[Object location annotation data]
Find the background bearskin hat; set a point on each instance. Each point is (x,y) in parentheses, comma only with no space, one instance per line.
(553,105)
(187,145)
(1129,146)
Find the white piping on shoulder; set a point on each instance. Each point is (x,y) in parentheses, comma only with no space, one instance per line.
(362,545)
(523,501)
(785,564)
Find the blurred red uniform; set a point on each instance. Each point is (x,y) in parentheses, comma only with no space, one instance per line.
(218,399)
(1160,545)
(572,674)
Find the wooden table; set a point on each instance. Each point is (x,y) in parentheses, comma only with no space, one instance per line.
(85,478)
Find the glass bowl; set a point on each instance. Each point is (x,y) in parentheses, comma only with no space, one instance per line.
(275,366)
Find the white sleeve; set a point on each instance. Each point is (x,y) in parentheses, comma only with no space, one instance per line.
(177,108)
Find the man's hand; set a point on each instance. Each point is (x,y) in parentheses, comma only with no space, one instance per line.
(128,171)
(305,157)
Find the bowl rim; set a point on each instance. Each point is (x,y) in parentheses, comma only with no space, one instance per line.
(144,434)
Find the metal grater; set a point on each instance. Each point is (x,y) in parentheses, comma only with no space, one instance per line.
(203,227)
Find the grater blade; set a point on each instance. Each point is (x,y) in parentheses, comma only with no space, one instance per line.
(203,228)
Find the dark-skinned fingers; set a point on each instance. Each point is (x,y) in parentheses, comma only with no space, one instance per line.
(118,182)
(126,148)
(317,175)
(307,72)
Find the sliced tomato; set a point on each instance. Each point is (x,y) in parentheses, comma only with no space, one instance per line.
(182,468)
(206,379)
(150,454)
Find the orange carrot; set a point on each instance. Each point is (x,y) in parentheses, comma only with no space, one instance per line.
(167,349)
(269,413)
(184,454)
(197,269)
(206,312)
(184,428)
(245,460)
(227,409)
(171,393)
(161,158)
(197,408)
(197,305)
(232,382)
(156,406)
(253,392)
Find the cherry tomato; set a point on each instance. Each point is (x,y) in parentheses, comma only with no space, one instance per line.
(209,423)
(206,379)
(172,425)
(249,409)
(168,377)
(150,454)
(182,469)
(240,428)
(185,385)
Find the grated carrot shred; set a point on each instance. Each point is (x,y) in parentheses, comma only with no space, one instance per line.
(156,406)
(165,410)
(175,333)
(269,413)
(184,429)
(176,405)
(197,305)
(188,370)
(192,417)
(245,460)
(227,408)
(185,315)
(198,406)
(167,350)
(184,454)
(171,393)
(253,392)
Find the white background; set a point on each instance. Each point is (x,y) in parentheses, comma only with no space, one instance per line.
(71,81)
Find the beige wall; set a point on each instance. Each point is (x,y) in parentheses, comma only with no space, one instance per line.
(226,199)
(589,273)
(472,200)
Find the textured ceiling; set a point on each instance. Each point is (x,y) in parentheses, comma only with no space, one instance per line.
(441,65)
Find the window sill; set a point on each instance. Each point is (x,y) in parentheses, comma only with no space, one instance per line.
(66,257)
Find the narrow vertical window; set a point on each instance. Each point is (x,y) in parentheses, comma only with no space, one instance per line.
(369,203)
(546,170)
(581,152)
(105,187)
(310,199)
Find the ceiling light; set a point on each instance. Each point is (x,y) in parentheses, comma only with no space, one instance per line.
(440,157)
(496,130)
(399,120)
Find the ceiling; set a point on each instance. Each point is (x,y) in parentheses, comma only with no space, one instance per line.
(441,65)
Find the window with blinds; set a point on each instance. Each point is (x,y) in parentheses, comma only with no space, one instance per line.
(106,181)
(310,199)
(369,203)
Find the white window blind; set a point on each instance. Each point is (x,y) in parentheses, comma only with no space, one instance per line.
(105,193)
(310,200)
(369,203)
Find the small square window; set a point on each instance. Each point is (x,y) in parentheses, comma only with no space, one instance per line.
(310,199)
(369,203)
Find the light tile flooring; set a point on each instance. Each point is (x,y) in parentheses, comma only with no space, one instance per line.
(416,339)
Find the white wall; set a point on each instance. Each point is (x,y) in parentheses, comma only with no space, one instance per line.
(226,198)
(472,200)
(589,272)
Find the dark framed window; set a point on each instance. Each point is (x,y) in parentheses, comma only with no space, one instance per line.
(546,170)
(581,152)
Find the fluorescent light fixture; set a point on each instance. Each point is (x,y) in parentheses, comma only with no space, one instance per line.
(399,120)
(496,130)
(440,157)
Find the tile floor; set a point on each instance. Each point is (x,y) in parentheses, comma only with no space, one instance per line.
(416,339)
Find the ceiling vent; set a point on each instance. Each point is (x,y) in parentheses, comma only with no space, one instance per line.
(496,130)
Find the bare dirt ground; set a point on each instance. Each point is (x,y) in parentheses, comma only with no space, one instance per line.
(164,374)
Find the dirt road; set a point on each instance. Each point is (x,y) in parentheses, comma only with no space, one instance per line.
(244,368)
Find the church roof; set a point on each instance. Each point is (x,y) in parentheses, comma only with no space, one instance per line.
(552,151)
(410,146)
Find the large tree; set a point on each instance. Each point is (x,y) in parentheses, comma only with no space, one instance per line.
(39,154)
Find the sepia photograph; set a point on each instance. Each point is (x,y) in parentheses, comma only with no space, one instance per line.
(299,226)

** What you will do **
Reproduce the material above exactly; please quote every line of it.

** Full output **
Find the background bearskin hat; set a point on each instance. Each point is (x,y) in parentheses, comma only with no space, one instance per line.
(553,105)
(187,145)
(1129,146)
Find the white piping on shoulder; set a point on each instance. Each point is (x,y) in parentheses, comma only with no space, one instance per line.
(362,545)
(523,501)
(785,564)
Find the blurred red uniform; set a point on each instance. Each point is (x,y) in parentheses, comma only with no space, one instance per line.
(218,399)
(1160,545)
(572,674)
Find the wooden table; set a point on each instance. Each point is (x,y) in parentheses, comma only with no space, one instance per line.
(85,478)
Find the glass bowl; set a point on each instance. Each point is (x,y) in parentheses, comma only with no space, one instance per line.
(275,366)
Find the white sleeve; set a point on each instance. Each point is (x,y) in parentheses, comma only with no space, one instance per line.
(177,108)
Find the man's hand; set a point on each instance. Each point is (x,y) in parentheses, comma only with no space, one instance per line.
(128,171)
(305,157)
Find the bowl rim; set a point on each instance. Each point is (x,y) in parentheses, comma only with no space, one instance per line.
(144,434)
Find the metal grater; set a point on each instance. Each point is (x,y) in parentheses, comma only with no space, one instance per line.
(203,227)
Find the grater blade; set a point on each instance. Each point is (x,y) in parentheses, comma only with no space, one instance per line.
(203,228)
Find the dark-skinned fingers; set a point on each instance. Each point is (x,y) in parentheses, comma only with no space, one instance per line.
(118,182)
(126,148)
(317,175)
(307,72)
Find the sliced tomato; set a point on each instance. Each point is (x,y) in parentheses, comma only with no space, one instance per line.
(182,468)
(206,379)
(150,454)
Find the orange carrot; set a point on each instance. Each point is (x,y) in parentheses, comma only with no space, one instance per line.
(167,349)
(269,413)
(184,454)
(197,269)
(206,312)
(184,428)
(245,460)
(227,409)
(171,393)
(161,158)
(197,408)
(197,305)
(232,382)
(156,406)
(253,392)
Find the cherry tomato; set a point on each instance. Each point is (x,y) in parentheses, comma only with no space, one instance per line.
(209,423)
(206,379)
(172,425)
(249,409)
(168,377)
(150,454)
(182,469)
(240,428)
(185,385)
Find the grated carrot shred; set a point on each instance. Each point is (x,y) in parentheses, comma only with no space, one instance per line.
(156,406)
(165,410)
(175,333)
(269,413)
(184,429)
(176,405)
(197,305)
(188,370)
(192,417)
(245,460)
(227,408)
(185,315)
(198,406)
(167,350)
(184,454)
(171,393)
(253,392)
Find the white background; set a point on each instance. Each point is (x,y) in parentheses, comma only with no space, one instance per line.
(71,81)
Find the beige wall; set a point on each instance. Each point is (x,y) in parentheses, comma only with no space, one instance per line.
(226,199)
(589,273)
(472,200)
Find the textured ceiling; set a point on each instance. Each point is (x,y) in parentheses, comma only with no space, one instance per line.
(441,65)
Find the window sill; set a point on each instance. Each point is (x,y) in parentheses, comma only with no space, one instance per line.
(66,257)
Find the narrow vertical window; set a point on each instance. Each point is (x,y) in parentheses, comma only with no space, one instance per line.
(369,203)
(546,170)
(581,152)
(105,187)
(310,199)
Find the ceiling light; set a point on each instance. Each point is (x,y) in parentheses, comma only with no space, one instance per line.
(440,157)
(496,130)
(399,120)
Find the ceiling; set a point on each instance. Each point is (x,y) in parentheses, comma only with no space, one instance per line.
(441,65)
Find the window with blinds; set a point on each instance. Each point is (x,y) in parentheses, comma only with no space, one instance per line.
(106,181)
(310,199)
(369,203)
Find the white window blind; set a point on each instance. Each point is (x,y) in parentheses, comma only with no space, one instance per line.
(105,193)
(310,200)
(369,203)
Find the small square window; set a point on each instance. Each point is (x,y) in parentheses, comma only with no space, one instance per line.
(310,199)
(369,203)
Find the light tile flooring; set a point on each instance. Each point is (x,y) in parentheses, comma only with no space, one instance per line.
(416,339)
Find the white wall; set a point on each instance. Each point is (x,y) in parentheses, comma only with no space, one instance per line.
(226,198)
(472,200)
(589,272)
Find the dark framed window; set a point on each instance. Each point is (x,y) in parentheses, comma only with no space, one instance per line.
(546,170)
(581,152)
Find the fluorescent light fixture; set a point on each instance. Each point is (x,y) in parentheses, comma only with no space, one instance per line.
(399,120)
(496,130)
(440,157)
Find the tile floor; set a point on each instance. Each point is (x,y) in parentheses, comma only with no space, one instance per line.
(416,339)
Find the ceiling vent; set a point on each instance. Each point is (x,y) in parentheses, comma only with no space, one instance per line.
(496,130)
Find the bare dirt ground; set a point on each instance. Each point is (x,y) in parentheses, comma only with no space, one instance per line.
(164,374)
Find the dirt road; set a point on each instance. Each point is (x,y) in parentheses, comma only with no space, one instance per line.
(244,368)
Find the church roof; set a point on each instance. Each point is (x,y) in parentheses, comma only with no space, one instance per line.
(552,151)
(410,146)
Find the large tree; set a point on each instance. Each point is (x,y) in parentheses, comma only with no space, one instance per line.
(39,154)
Find the sepia photograph; set a point on each instance. Each point is (x,y) in parentheses, comma only with no space, one instance per line.
(299,226)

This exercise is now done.